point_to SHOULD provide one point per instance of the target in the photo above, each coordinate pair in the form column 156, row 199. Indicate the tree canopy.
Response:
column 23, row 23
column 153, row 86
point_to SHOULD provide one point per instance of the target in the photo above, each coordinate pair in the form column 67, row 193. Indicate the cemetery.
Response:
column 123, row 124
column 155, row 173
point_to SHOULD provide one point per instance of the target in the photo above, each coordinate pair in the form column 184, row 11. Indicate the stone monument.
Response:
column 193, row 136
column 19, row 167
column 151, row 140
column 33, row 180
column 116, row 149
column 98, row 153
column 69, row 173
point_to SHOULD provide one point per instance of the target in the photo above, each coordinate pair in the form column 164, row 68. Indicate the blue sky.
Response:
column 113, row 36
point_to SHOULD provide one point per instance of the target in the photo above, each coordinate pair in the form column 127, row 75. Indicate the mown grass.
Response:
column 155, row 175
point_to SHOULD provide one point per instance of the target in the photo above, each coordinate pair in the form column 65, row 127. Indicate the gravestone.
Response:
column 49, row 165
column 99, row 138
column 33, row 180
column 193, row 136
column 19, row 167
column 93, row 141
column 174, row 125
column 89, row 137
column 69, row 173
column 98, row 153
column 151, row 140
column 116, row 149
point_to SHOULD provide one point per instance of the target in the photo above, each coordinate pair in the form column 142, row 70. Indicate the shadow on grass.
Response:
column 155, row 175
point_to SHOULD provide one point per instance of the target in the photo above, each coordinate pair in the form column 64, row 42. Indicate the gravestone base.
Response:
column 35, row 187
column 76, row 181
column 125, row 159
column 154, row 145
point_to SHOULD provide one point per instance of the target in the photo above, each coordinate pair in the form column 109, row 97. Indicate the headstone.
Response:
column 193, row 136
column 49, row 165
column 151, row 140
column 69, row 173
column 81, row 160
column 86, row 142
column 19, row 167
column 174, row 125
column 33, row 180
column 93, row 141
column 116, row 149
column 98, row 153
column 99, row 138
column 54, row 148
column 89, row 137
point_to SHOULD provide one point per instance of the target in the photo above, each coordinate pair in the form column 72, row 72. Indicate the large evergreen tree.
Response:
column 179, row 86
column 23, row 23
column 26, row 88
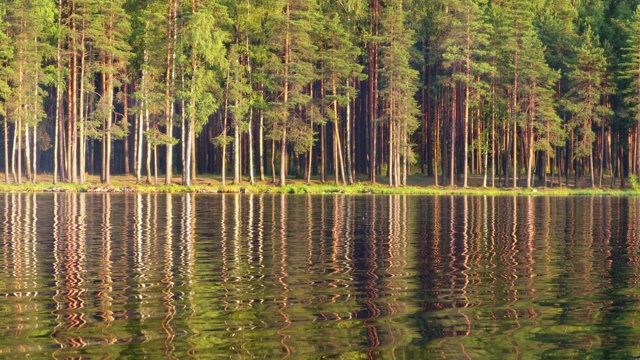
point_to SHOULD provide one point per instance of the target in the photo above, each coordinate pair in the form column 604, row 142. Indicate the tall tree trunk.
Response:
column 348, row 139
column 283, row 148
column 261, row 137
column 125, row 116
column 6, row 146
column 169, row 82
column 515, row 111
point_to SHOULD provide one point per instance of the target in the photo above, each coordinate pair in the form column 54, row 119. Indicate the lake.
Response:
column 301, row 276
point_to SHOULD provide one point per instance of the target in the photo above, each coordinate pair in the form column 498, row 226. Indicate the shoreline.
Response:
column 211, row 185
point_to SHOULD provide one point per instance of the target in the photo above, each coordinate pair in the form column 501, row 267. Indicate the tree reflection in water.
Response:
column 301, row 276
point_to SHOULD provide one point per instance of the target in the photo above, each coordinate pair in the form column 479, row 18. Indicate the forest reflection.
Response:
column 301, row 276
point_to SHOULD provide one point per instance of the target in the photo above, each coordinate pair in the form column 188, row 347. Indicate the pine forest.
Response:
-------------------------
_Set task_. Write the listing above out again exactly, dropping each image.

_Solution for this problem_.
point_to SHOULD provide one point per instance of the target in the photo above, each coordinate pair in the form column 156, row 199. Indicate the tree canopy.
Response:
column 23, row 23
column 153, row 86
point_to SHOULD provide one point per instance of the target in the photo above, each coordinate pair in the form column 67, row 193. Indicate the cemetery.
Response:
column 123, row 124
column 155, row 173
point_to SHOULD provide one point per instance of the target in the photo above, each coordinate pair in the form column 184, row 11. Indicate the stone monument.
Response:
column 193, row 136
column 19, row 167
column 151, row 140
column 33, row 180
column 116, row 149
column 98, row 153
column 69, row 173
point_to SHOULD provide one point per instance of the target in the photo above, each coordinate pair in the form column 164, row 68. Indicate the blue sky.
Response:
column 113, row 36
point_to SHOULD provide one point per instance of the target in the photo above, each coordinate pair in the form column 127, row 75. Indicate the mown grass.
Response:
column 155, row 175
point_to SHOULD provide one point per instance of the target in the photo above, each coordinate pair in the form column 65, row 127. Indicate the gravestone.
Response:
column 49, row 165
column 99, row 138
column 33, row 180
column 193, row 136
column 19, row 167
column 93, row 141
column 174, row 125
column 89, row 137
column 69, row 173
column 98, row 153
column 151, row 140
column 116, row 149
point_to SHOULD provide one point per instance of the target in the photo above, each coordinate pair in the form column 142, row 70. Indicate the shadow on grass.
Response:
column 155, row 175
point_to SHOULD provide one point per instance of the target in the photo above, each coordinate pair in the form column 64, row 42. Indicate the gravestone base.
Response:
column 35, row 187
column 76, row 181
column 125, row 159
column 154, row 145
point_to SHOULD provide one point per instance of the target in the photo above, each coordinate pair in the form column 109, row 97. Indicate the headstone.
Response:
column 193, row 136
column 49, row 165
column 151, row 140
column 69, row 173
column 81, row 160
column 86, row 142
column 19, row 167
column 174, row 125
column 33, row 180
column 93, row 141
column 116, row 149
column 98, row 153
column 99, row 138
column 54, row 148
column 89, row 137
point_to SHOULD provide one point per instance of the target in the photo above, each coordinate pair in the form column 72, row 72. Indicate the large evergreen tree.
Response:
column 179, row 86
column 23, row 23
column 26, row 88
point_to SHOULD provide one point per instance of the target in the photo above, each coordinate pair in the form column 604, row 142. Indicate the tall tree trunk.
Response:
column 348, row 139
column 283, row 148
column 261, row 137
column 125, row 116
column 6, row 146
column 169, row 82
column 515, row 111
point_to SHOULD provide one point per instance of the target in the photo above, each coordinate pair in the form column 54, row 119. Indicate the lake.
Response:
column 301, row 276
point_to SHOULD provide one point per instance of the target in the photo above, each coordinate pair in the form column 498, row 226. Indicate the shoreline.
Response:
column 211, row 185
point_to SHOULD provide one point per instance of the target in the photo above, each coordinate pair in the form column 501, row 267. Indicate the tree reflection in water.
Response:
column 301, row 276
point_to SHOULD provide one point per instance of the target in the photo above, each coordinate pair in the form column 479, row 18. Indicate the forest reflection.
Response:
column 301, row 276
point_to SHOULD provide one point per instance of the target in the photo above, each coordinate pair in the form column 188, row 347. Indicate the pine forest.
Response:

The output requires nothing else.